* [PROVIDED RECORDS]:

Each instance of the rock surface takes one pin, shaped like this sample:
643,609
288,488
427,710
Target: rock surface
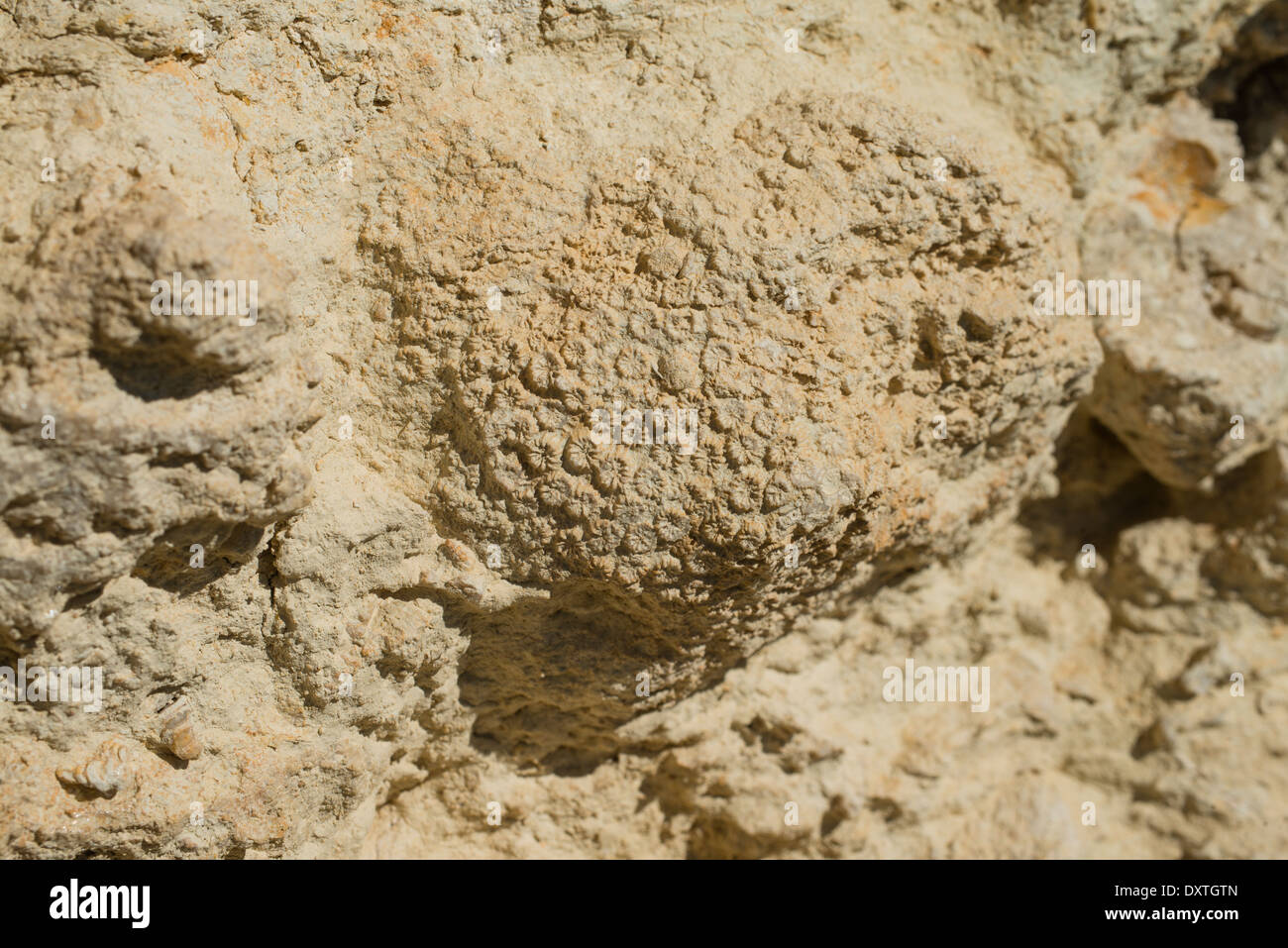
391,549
* * *
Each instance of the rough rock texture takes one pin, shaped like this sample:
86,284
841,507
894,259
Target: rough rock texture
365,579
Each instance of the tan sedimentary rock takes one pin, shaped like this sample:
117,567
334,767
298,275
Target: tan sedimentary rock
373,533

* [REQUIREMENT]:
Count the lines in the records above that contain the word "like". Reply with the number alone.

* [OUTPUT BELOW]:
3